-- What you will do --
In the records below, find the line that contains "Target: white cloud" and the line that contains "Task — pin one marker per instance of the light". Set down exactly those lines and every line between them, and nothing more.

Source records:
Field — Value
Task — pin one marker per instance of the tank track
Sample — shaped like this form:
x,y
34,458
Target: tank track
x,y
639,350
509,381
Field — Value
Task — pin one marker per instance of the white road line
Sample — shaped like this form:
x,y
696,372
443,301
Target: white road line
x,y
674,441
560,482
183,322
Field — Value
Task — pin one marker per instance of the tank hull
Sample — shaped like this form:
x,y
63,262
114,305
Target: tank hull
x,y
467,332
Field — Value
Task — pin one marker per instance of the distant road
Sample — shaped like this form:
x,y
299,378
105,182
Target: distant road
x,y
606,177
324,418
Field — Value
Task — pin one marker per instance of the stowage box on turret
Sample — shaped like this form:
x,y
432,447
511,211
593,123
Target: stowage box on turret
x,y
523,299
==
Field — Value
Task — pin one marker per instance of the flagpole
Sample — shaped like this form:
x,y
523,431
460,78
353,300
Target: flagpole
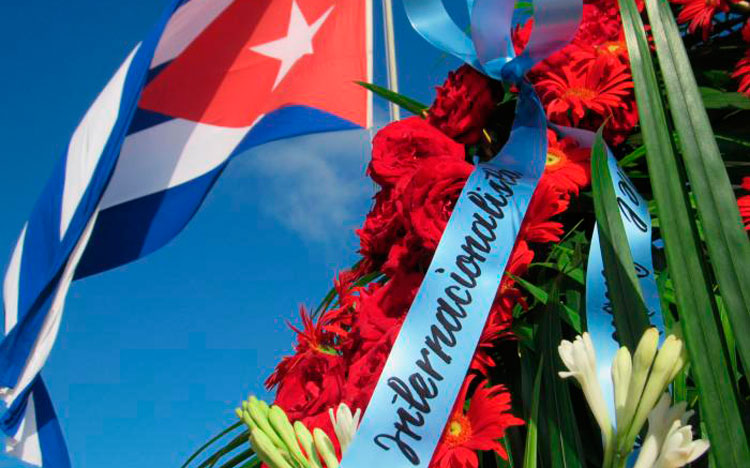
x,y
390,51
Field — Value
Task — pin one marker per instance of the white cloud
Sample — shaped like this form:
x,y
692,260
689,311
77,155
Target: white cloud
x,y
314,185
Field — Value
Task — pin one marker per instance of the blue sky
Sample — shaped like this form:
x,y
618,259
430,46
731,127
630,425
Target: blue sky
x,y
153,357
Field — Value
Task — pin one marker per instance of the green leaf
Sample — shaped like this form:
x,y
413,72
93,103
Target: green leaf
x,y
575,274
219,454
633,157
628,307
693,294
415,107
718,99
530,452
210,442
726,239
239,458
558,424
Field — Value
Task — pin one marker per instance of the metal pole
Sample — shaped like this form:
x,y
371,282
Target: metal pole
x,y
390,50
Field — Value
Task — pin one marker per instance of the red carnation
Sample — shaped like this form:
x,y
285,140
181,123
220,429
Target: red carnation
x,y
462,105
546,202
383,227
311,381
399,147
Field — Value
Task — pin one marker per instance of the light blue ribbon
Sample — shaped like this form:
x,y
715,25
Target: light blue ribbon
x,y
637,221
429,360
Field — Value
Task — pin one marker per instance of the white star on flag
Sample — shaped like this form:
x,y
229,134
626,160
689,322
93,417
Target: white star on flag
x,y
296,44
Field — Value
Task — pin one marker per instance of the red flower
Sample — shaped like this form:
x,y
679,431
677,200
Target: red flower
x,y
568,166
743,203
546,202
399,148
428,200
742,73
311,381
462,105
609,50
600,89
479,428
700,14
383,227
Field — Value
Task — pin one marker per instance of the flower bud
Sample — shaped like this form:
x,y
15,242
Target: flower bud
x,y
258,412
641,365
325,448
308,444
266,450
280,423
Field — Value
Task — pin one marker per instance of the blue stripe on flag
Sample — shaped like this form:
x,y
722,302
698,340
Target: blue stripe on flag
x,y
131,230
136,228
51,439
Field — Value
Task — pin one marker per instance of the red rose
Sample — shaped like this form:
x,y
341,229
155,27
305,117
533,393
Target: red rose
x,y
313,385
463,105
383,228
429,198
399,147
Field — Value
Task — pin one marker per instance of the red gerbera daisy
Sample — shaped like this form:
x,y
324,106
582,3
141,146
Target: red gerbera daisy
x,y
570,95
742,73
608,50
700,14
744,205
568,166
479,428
==
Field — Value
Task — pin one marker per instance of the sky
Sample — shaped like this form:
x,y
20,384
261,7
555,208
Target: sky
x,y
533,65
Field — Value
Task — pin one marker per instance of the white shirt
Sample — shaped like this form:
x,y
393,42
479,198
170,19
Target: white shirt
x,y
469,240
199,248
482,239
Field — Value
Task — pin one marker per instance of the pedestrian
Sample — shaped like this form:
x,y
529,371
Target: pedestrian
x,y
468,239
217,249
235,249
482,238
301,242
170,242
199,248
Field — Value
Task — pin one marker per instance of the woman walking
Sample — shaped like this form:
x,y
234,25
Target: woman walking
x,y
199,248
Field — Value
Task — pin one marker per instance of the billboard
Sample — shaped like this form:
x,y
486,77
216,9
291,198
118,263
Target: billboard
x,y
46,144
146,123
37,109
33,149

-- Completed task --
Target: white cloud
x,y
314,185
Field — Value
Task — pin one marker per instance of the blue sky
Sample — shaped like this form:
x,y
618,259
430,46
731,127
630,425
Target: blue sky
x,y
153,357
Field — Value
Task — pin one marker per instance of the green leaf
Sample — shaped like this form:
x,y
413,72
93,103
Target: green leaf
x,y
575,274
219,454
633,157
628,307
693,294
415,107
718,99
530,452
210,442
726,239
239,458
558,424
Field — Value
Task — pin one marker per instance of the metal pole
Sample — shaped like this form:
x,y
371,282
Target: metal pole
x,y
390,50
Field — Value
Task — pin one marker per instance of the red carnation
Sample — shaped like this form:
x,y
285,140
181,123
220,429
Target: red carnation
x,y
462,105
546,202
383,227
311,381
399,147
Field — Value
Task — pin one marker per instance of the light blue ribbon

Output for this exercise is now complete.